**Records contained in a dataset:**
-- Begin --

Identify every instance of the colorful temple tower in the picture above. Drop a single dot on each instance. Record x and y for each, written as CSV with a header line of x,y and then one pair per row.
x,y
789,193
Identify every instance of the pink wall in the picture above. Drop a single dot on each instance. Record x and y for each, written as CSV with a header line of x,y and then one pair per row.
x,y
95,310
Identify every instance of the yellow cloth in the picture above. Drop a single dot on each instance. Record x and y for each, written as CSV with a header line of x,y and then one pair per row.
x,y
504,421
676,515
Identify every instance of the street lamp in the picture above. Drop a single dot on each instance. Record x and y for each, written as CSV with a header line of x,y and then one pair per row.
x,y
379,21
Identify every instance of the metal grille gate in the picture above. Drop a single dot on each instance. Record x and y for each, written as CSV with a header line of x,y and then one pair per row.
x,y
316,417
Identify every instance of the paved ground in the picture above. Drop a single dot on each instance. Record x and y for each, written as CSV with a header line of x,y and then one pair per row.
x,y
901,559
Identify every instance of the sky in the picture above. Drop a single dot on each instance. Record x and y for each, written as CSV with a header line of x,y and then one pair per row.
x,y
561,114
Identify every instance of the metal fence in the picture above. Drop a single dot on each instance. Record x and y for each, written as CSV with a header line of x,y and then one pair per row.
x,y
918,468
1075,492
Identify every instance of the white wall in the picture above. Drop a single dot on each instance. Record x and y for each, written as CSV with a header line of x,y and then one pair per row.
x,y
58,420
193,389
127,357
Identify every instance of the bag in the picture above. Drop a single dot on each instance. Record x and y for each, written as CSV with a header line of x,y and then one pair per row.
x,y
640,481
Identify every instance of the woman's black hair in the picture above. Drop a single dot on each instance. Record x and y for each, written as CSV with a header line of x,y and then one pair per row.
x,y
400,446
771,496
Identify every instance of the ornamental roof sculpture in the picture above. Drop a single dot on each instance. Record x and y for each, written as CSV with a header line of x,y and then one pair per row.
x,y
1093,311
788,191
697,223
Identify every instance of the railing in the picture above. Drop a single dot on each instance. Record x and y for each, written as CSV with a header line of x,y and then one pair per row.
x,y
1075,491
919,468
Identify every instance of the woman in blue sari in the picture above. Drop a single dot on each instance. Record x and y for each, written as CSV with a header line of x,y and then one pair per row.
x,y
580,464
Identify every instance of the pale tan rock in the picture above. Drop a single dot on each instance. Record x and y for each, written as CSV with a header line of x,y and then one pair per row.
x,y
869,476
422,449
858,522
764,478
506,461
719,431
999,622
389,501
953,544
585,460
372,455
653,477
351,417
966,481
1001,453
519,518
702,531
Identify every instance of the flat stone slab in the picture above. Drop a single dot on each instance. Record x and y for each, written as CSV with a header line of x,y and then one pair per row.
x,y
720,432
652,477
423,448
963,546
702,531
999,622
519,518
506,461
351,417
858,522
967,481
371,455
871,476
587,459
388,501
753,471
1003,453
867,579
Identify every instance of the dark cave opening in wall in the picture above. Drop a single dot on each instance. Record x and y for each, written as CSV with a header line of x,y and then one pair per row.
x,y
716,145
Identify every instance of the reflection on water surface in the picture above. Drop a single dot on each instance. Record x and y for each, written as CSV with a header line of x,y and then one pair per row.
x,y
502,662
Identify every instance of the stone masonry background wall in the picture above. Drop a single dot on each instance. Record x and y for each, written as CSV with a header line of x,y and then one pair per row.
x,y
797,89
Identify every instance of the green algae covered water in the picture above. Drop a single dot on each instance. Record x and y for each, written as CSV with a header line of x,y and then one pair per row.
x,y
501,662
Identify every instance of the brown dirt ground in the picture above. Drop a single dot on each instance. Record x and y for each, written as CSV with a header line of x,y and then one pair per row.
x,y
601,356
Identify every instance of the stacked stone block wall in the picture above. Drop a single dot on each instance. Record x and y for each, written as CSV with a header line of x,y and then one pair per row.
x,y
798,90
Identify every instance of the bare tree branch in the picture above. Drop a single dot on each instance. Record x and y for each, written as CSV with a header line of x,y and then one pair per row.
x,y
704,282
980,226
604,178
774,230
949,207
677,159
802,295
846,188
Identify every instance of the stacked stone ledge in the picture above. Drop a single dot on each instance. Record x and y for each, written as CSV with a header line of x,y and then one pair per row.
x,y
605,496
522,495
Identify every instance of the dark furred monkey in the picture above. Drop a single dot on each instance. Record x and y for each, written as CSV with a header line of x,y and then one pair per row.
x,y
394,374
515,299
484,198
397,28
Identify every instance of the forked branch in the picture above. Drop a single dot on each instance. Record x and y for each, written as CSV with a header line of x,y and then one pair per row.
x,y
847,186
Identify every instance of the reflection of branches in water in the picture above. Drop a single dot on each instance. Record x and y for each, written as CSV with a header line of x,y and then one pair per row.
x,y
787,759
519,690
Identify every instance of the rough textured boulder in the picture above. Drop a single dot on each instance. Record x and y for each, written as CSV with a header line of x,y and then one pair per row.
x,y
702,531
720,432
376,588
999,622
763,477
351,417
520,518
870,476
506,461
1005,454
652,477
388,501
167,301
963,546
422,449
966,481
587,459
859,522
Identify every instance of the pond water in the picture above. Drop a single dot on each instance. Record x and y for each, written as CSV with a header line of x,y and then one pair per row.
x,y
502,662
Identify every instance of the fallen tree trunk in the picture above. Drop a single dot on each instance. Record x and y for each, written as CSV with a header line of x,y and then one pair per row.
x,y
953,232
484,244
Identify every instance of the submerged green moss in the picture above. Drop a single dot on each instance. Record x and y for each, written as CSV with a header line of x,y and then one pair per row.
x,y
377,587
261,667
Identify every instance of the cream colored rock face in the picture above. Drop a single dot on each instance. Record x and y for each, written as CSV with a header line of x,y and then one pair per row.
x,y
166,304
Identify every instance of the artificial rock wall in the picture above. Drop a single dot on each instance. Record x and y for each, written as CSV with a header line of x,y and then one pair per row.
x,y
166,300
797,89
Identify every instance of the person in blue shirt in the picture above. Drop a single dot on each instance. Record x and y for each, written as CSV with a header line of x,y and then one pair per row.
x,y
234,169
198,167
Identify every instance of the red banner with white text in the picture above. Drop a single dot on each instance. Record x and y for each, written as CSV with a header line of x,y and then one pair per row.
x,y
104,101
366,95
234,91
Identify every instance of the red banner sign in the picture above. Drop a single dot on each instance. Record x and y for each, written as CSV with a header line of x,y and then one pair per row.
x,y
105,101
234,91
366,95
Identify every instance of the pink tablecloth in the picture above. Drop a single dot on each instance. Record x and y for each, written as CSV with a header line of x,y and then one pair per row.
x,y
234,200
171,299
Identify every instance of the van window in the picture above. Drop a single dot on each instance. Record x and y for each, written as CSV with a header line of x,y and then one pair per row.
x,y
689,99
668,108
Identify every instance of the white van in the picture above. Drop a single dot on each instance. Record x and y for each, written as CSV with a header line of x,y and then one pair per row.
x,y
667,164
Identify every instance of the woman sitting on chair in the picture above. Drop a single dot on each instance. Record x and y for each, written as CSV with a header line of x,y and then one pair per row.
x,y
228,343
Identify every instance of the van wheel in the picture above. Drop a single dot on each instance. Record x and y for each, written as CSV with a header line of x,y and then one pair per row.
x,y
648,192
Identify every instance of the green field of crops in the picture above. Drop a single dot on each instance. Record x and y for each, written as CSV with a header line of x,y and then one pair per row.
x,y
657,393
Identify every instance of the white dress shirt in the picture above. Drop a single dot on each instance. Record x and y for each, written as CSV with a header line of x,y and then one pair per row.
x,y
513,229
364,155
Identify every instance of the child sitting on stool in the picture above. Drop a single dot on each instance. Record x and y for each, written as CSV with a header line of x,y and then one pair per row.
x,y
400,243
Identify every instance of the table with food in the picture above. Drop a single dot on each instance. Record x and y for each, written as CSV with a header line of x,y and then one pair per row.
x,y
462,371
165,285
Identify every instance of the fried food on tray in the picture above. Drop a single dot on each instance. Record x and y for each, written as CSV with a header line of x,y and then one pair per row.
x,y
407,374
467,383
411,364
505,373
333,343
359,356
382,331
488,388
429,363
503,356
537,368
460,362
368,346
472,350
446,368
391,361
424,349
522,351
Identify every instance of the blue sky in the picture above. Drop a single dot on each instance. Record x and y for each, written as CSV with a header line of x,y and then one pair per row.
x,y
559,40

-- End --

**TASK OBJECTIVE:**
Copy exactly the lines above, from the one containing "Identify every instance of the van wheel" through the very last line.

**RESULT OF THIS EXERCISE:**
Identify every instance of the van wheel in the picture above. Drop a single dot on each instance. Record x and y for each, written as CSV with a header line of x,y and then one pair per row.
x,y
648,192
Identify every instance of the green field of crops in the picture above. Drop a single dot on each instance. Record x and y for each, written as CSV with a header line of x,y and then one pair per row.
x,y
657,393
Identify every instance of the white dress shirt in the picture above. Drop a single dot on each instance. Record x and y for each, written as CSV with a header line of x,y and then one pair per row.
x,y
513,229
364,155
Identify every instance of the child sitting on stool in the picture above. Drop a single dot on each instance. Record x and y for each, written as CSV with a header line of x,y and then one pair per row.
x,y
400,243
Identify every instance of the table with food in the picture above. Drop a single dot on each instance. Record x and y for each, written as CSV with a header line of x,y and then one pair per row.
x,y
462,371
165,285
Identify every instance of the fried food on tray in the picture above. Drop a single dot on each instance. Record x and y for each, written as CSV with a header line of x,y and then one pair per row.
x,y
407,374
467,383
411,364
505,373
333,343
359,356
382,331
488,388
429,363
503,356
537,368
460,362
368,346
472,350
446,368
391,361
424,349
522,351
Identify every instance of the blue sky in the picture above. Drop a single dot on each instance. Record x and y for each, written as CSV with a header line of x,y and then one pair per row.
x,y
559,40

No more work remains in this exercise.